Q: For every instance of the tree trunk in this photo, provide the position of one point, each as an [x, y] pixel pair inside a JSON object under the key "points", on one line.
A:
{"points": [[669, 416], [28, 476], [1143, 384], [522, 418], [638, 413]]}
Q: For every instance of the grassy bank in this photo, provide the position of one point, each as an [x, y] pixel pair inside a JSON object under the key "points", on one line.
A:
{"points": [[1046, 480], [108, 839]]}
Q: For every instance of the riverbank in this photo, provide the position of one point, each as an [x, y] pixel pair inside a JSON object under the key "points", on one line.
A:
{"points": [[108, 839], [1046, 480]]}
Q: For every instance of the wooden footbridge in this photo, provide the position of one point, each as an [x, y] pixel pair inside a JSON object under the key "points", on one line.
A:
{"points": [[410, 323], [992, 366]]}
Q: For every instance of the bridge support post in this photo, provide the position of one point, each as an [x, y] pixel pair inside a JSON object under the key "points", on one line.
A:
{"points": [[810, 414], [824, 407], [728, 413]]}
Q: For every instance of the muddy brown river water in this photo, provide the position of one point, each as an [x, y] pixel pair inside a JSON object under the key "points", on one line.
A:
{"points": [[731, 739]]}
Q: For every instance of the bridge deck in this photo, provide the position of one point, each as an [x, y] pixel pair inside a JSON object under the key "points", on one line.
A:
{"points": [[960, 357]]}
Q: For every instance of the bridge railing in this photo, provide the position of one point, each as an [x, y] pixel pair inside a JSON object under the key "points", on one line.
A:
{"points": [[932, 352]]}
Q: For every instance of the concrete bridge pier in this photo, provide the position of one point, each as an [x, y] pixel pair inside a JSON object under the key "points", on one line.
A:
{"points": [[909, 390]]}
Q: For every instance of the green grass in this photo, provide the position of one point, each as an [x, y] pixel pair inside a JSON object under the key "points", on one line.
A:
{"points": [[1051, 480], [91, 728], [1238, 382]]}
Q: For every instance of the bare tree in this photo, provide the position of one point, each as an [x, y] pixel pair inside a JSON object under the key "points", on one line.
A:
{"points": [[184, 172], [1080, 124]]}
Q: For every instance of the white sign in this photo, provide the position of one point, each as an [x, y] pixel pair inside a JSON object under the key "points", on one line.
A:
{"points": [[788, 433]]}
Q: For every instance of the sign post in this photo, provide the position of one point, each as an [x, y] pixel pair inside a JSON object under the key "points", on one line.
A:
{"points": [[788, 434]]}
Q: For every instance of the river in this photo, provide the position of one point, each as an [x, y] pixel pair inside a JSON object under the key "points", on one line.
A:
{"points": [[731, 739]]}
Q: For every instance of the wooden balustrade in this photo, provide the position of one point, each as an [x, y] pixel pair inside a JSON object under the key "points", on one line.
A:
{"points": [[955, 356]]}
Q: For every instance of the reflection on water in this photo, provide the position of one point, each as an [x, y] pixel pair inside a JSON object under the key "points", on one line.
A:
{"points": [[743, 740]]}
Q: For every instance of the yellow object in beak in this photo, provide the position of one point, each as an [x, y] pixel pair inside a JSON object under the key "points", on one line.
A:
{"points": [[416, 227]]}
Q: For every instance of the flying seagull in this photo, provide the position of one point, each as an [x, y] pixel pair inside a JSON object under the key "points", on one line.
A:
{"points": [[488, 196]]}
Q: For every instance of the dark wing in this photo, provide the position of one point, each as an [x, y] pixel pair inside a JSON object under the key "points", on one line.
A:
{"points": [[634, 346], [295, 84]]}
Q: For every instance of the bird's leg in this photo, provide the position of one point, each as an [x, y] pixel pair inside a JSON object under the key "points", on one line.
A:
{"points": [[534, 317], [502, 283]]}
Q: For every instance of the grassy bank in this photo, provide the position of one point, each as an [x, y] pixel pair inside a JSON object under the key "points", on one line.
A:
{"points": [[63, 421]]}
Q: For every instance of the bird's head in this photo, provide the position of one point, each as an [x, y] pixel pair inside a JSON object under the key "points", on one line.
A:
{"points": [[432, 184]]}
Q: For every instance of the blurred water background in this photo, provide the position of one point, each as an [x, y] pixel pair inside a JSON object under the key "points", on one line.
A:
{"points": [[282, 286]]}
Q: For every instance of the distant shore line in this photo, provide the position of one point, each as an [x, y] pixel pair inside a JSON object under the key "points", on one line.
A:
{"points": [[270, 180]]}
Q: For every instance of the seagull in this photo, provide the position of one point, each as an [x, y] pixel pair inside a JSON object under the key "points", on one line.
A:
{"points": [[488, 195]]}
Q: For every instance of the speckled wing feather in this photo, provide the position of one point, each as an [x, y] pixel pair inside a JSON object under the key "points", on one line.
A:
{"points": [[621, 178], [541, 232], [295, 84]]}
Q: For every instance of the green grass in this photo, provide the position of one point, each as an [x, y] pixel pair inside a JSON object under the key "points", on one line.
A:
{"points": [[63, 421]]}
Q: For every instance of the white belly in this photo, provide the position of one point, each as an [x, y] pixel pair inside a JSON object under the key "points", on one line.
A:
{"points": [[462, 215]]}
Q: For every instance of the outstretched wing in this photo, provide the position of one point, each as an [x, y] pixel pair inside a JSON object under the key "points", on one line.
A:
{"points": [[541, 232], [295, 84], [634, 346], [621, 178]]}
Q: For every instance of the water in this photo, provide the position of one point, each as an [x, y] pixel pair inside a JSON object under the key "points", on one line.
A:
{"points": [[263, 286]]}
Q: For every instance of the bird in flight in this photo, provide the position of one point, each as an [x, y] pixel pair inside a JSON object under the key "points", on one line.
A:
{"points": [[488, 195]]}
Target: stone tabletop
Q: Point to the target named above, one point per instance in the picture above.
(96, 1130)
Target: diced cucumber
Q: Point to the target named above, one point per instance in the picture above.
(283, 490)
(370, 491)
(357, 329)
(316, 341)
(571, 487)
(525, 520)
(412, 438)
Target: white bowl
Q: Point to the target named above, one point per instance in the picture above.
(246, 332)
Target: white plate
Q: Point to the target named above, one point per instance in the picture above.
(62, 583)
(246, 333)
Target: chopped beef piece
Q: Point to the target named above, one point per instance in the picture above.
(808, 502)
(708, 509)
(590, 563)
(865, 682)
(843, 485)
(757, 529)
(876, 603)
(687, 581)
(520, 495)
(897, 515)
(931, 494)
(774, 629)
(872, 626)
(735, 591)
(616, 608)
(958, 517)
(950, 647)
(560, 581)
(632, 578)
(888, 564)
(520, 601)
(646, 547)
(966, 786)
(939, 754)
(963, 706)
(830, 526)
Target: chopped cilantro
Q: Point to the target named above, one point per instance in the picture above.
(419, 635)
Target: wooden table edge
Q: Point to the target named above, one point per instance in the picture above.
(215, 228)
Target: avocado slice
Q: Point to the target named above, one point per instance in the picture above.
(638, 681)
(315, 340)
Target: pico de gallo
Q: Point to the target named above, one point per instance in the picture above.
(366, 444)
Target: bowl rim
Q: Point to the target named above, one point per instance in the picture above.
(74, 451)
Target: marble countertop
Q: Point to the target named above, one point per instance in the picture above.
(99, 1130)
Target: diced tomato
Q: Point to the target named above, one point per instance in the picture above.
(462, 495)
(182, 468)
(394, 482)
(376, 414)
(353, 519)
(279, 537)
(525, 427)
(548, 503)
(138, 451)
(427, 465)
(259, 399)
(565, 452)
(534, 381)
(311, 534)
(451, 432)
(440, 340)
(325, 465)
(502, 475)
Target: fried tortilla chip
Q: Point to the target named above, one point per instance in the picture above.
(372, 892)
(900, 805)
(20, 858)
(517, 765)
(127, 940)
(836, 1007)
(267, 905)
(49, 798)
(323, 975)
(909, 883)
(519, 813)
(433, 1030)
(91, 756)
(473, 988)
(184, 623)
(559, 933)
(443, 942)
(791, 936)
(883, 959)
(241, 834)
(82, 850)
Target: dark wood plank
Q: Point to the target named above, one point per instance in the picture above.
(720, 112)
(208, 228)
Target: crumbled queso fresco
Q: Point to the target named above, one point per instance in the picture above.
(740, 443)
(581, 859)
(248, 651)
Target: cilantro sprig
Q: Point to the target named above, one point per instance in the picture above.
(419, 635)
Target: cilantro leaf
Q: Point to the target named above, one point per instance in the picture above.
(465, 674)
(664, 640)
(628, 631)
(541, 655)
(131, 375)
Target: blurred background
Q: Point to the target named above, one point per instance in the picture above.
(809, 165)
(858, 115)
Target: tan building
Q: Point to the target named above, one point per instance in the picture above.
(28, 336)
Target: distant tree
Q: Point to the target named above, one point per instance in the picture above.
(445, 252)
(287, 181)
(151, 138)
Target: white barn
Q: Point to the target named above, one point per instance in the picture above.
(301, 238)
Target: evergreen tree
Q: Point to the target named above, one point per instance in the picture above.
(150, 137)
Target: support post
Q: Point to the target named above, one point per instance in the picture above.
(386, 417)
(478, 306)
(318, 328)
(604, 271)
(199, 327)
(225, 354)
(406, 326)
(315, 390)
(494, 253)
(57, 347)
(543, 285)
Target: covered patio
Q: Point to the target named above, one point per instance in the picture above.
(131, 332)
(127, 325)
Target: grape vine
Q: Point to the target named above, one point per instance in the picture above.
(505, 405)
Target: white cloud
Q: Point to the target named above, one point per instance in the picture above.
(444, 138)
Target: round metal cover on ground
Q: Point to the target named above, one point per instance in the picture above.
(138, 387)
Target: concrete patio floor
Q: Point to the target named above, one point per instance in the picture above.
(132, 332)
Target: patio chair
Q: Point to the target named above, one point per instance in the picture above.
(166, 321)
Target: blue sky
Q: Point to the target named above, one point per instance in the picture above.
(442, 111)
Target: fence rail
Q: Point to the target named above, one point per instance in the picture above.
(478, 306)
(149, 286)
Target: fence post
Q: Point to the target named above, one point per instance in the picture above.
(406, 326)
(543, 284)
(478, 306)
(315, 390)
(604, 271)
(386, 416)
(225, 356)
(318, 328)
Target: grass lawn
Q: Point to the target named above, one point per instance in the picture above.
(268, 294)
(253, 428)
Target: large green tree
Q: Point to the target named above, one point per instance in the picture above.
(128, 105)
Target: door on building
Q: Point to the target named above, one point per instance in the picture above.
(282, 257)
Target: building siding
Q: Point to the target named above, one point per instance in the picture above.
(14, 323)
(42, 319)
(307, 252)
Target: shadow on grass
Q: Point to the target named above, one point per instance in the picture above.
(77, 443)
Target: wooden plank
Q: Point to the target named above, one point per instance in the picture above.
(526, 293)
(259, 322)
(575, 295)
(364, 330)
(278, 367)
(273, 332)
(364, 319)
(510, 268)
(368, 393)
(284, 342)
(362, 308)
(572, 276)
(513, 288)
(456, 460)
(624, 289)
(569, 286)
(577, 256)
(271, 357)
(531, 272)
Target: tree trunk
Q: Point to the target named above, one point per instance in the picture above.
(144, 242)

> _Problem to work on_: For the string "diced", show each line of the listing where it appears.

> _Solution_:
Target: diced cucumber
Target: diced tomato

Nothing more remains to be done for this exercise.